DOCUMENT PASSAGE START

Evaluating Peer Reviews
Pilot Testing of a Grading Instrument
(JAMA. 1994;272:98-100)
Irene D. Feurer, MSEd; Gary J. Becker, MD; Daniel Picus, MD; Estella
Ramirez; Michael D. Darcy, MD; Marshall E. Hicks, MD
Objective.--To measure the reliability and preliminary
validity of a grading instrument for editors to evaluate the quality of
peer reviews.
Design.--The consecutive sample design included 53 reviews
of 23 manuscripts. Reviews were systematically assigned to interrater
reliability (n=41; power greater than 0.90 to detect a difference of
greater than one point) and preliminary criterion-related validity
(n=12) subsamples. Content validity was closely examined.
Setting.--Nonclinical.
Participants.--Three graders evaluated reliability. One
individual examined content validity and two editors tested preliminary
criterion-related validity.
Intervention (Instrument).--Attributes reflecting two basic
dimensions, review content and format, were identified and scored
(values are possible points/percent contribution): timeliness, 3/21%;
grade sheet, 1/7%; etiquette, 1/7%; sectional narratives, 3/21%;
citations, 2/14%; narrative summary, 2/14%; and insights, 2/14%. A
scoring guide was provided.
Main Outcome Measures.--Statistical analyses used to test
the interrater reliability of the total score included the intraclass
correlation coefficient and analysis of variance with the expectation
to uphold the null hypothesis. Kendall's coefficient of concordance
was used to test preliminary criterion-related validity.
Results.--The intraclass correlation coefficient was .84
(P<.001) and a lack of difference between mean scores was
demonstrated by analysis of variance (P=.46). Content validity
was confirmed and preliminary criterion-related validity was indicated
(Kendall's coefficient of concordance=.94, P=.038).
Conclusions.--The instrument is reliable. Content validation
has been completed, and further criterion-related validation is
warranted.
(JAMA. 1994;272:98-100)

DOCUMENT PASSAGE END
EXCERPTED DATA START

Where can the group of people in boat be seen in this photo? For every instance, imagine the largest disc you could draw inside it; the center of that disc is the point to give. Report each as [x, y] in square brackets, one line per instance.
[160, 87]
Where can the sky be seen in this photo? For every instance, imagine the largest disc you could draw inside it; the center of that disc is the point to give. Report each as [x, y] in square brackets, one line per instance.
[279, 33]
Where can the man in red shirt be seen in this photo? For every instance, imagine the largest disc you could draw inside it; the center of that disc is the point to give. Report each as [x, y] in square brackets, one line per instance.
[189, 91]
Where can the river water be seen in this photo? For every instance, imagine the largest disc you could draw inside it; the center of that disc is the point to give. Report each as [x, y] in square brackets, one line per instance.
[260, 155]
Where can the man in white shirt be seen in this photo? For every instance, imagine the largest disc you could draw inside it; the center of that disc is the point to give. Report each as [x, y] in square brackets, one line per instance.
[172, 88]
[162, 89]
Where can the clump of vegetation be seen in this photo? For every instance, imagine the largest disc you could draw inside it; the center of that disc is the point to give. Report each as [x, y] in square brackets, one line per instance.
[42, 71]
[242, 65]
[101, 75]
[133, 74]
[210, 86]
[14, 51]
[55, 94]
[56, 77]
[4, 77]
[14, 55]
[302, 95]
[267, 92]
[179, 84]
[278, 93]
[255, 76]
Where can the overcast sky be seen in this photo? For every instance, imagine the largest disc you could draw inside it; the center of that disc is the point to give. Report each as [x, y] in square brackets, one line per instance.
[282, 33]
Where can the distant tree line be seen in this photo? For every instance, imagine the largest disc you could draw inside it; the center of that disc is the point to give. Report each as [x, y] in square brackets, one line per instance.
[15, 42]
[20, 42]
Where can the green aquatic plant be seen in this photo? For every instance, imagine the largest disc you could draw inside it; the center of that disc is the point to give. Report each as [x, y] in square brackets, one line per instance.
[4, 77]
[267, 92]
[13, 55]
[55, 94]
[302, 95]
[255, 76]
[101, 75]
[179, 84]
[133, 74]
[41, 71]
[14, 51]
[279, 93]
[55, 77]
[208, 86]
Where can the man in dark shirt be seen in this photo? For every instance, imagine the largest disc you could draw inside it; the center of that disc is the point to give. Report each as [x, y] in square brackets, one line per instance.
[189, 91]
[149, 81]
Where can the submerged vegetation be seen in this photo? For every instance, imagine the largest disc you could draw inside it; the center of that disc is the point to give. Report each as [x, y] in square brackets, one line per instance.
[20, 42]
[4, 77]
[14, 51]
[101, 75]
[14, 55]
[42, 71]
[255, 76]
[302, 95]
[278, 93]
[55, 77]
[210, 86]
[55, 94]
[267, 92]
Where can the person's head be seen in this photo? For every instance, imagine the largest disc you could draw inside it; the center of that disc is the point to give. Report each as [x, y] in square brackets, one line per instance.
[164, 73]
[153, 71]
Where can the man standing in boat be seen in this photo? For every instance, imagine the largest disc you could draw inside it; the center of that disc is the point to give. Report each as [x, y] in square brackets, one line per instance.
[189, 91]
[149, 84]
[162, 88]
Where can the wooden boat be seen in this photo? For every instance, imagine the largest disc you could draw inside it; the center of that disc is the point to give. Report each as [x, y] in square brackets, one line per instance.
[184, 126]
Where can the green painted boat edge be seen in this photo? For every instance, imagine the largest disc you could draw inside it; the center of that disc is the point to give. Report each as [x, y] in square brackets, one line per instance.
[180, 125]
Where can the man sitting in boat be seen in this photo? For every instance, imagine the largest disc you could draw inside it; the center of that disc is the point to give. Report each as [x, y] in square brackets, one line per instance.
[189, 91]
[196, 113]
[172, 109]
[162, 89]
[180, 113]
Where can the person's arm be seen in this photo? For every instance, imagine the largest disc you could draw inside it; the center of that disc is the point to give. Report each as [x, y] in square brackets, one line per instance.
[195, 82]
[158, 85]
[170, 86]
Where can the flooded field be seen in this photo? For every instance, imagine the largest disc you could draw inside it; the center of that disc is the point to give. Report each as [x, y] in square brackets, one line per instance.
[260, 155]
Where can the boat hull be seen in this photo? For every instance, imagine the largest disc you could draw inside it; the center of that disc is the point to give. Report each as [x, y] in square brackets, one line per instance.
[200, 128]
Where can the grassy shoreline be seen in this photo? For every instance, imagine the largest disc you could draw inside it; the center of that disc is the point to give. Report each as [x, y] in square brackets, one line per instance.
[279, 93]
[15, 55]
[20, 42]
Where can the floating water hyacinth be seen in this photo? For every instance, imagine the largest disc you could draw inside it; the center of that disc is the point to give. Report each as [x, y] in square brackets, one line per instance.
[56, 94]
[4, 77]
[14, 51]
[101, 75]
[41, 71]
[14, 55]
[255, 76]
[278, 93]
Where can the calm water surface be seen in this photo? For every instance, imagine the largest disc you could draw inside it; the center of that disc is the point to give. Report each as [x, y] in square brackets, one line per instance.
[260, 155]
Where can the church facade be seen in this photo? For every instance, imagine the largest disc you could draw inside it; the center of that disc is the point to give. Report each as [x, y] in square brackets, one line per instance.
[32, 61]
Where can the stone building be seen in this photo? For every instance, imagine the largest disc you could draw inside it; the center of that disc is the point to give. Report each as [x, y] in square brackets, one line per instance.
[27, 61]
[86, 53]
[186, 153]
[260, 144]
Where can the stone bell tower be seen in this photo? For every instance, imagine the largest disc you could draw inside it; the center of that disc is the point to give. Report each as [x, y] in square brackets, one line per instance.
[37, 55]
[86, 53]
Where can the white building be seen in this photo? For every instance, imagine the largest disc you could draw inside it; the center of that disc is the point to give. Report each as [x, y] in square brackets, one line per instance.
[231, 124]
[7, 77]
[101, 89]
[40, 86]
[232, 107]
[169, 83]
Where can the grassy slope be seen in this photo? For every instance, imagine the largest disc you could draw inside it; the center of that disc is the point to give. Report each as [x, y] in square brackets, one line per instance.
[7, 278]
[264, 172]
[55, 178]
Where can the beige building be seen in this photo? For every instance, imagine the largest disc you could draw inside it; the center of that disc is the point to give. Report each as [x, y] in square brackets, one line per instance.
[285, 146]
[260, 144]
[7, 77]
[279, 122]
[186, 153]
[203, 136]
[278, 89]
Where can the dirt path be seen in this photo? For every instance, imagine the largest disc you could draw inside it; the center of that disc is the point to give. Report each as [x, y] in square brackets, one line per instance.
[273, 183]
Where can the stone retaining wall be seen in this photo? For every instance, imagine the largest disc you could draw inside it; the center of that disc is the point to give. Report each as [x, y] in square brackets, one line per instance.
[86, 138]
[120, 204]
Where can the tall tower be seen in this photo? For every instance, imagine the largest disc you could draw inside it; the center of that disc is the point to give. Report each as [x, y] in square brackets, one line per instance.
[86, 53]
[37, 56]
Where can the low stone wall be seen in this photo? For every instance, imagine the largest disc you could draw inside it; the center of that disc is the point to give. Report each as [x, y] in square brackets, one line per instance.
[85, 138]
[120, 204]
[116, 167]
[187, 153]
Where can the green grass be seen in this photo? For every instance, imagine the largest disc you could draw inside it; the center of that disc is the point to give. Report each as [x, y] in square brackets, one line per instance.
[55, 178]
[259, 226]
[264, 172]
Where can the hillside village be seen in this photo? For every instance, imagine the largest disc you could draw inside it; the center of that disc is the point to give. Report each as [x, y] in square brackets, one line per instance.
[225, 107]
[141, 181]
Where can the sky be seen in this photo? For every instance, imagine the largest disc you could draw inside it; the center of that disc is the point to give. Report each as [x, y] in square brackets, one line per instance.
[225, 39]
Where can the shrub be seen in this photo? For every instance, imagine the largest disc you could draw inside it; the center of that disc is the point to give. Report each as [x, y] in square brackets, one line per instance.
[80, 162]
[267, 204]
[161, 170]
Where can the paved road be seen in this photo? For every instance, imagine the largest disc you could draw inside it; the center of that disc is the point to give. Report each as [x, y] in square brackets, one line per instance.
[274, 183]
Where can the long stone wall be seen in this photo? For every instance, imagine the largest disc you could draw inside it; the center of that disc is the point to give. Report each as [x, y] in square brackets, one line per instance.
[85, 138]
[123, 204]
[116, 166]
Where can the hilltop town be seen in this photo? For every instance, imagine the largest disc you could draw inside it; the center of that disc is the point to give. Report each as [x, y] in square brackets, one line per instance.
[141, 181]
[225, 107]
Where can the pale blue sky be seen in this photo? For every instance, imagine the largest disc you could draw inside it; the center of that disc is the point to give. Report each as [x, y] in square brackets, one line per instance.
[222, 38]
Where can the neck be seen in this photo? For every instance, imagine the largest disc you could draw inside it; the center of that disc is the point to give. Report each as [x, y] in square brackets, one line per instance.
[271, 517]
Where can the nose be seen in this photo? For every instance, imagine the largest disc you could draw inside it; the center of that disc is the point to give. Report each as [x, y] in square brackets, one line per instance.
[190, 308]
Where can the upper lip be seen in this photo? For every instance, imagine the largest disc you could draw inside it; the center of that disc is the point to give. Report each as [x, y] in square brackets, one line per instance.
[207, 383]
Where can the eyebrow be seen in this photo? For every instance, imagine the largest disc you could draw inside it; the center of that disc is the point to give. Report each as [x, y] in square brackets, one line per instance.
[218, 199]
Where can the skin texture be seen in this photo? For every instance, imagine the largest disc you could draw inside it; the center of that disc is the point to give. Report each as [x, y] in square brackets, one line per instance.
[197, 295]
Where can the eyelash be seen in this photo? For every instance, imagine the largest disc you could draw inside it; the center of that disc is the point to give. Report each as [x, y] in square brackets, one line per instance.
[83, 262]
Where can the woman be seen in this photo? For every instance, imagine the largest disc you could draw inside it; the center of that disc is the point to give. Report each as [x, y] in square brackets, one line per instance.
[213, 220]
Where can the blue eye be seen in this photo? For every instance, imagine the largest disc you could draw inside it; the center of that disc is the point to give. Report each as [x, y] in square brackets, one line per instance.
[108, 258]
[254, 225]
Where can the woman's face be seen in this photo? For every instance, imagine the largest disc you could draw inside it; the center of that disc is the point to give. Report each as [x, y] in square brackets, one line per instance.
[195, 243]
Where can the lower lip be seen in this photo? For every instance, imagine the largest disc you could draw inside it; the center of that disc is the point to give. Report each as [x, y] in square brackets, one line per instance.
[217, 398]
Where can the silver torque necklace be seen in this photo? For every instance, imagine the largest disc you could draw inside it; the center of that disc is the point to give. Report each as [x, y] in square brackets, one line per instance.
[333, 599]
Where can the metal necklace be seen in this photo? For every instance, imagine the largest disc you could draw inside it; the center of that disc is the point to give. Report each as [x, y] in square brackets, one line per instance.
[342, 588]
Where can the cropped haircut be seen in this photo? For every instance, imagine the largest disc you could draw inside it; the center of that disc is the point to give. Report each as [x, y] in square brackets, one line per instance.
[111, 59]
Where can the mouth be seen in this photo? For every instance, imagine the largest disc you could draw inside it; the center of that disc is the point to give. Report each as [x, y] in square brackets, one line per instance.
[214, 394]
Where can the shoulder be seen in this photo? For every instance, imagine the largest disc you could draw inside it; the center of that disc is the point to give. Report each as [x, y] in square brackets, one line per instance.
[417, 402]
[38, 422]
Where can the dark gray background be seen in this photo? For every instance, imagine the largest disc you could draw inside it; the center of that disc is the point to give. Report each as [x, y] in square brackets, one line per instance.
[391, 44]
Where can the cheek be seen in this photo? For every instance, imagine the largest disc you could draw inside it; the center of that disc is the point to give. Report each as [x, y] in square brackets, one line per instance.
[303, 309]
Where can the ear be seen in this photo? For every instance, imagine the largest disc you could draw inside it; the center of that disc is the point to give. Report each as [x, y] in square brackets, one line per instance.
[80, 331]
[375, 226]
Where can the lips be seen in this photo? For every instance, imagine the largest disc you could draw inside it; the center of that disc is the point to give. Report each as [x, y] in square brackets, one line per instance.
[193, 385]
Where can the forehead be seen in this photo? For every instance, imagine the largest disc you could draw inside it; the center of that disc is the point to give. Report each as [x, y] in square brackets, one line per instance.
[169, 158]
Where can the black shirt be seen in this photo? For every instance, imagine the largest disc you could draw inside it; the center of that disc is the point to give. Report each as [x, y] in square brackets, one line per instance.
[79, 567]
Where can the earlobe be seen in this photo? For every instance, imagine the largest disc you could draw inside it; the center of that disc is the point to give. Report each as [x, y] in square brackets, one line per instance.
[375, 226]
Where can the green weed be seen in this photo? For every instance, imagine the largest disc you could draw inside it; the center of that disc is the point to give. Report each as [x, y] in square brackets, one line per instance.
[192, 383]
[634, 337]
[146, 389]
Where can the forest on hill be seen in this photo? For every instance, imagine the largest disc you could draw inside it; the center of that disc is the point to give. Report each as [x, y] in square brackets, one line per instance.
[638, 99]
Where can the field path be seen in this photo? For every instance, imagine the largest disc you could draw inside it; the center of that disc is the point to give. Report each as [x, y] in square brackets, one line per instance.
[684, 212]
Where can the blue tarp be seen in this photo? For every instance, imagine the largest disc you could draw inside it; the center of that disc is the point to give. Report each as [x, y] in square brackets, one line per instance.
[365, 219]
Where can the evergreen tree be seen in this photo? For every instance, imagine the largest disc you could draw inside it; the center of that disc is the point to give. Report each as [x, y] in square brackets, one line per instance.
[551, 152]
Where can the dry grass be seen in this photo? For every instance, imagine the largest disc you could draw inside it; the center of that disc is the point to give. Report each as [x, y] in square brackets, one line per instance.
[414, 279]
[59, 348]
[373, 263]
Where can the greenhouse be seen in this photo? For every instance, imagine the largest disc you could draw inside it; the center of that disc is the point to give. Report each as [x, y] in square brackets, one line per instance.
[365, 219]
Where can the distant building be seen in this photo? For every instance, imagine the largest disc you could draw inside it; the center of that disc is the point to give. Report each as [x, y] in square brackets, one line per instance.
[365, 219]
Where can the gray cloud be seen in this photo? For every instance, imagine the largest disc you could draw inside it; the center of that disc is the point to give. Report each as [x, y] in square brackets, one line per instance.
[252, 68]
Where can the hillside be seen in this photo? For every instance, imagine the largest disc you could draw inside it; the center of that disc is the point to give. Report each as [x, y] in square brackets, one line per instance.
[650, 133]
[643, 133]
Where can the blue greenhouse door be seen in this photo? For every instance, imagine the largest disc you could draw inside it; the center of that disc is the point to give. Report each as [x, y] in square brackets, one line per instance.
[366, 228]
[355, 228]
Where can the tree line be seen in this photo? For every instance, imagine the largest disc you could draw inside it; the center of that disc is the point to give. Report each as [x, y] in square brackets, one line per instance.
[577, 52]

EXCERPTED DATA END

Copy the stretch of the peer review abstract from "Evaluating Peer Reviews" through "Setting.--Nonclinical.", swapping "manuscripts" for "papers".

Evaluating Peer Reviews
Pilot Testing of a Grading Instrument
(JAMA. 1994;272:98-100)
Irene D. Feurer, MSEd; Gary J. Becker, MD; Daniel Picus, MD; Estella
Ramirez; Michael D. Darcy, MD; Marshall E. Hicks, MD
Objective.--To measure the reliability and preliminary
validity of a grading instrument for editors to evaluate the quality of
peer reviews.
Design.--The consecutive sample design included 53 reviews
of 23 papers. Reviews were systematically assigned to interrater
reliability (n=41; power greater than 0.90 to detect a difference of
greater than one point) and preliminary criterion-related validity
(n=12) subsamples. Content validity was closely examined.
Setting.--Nonclinical.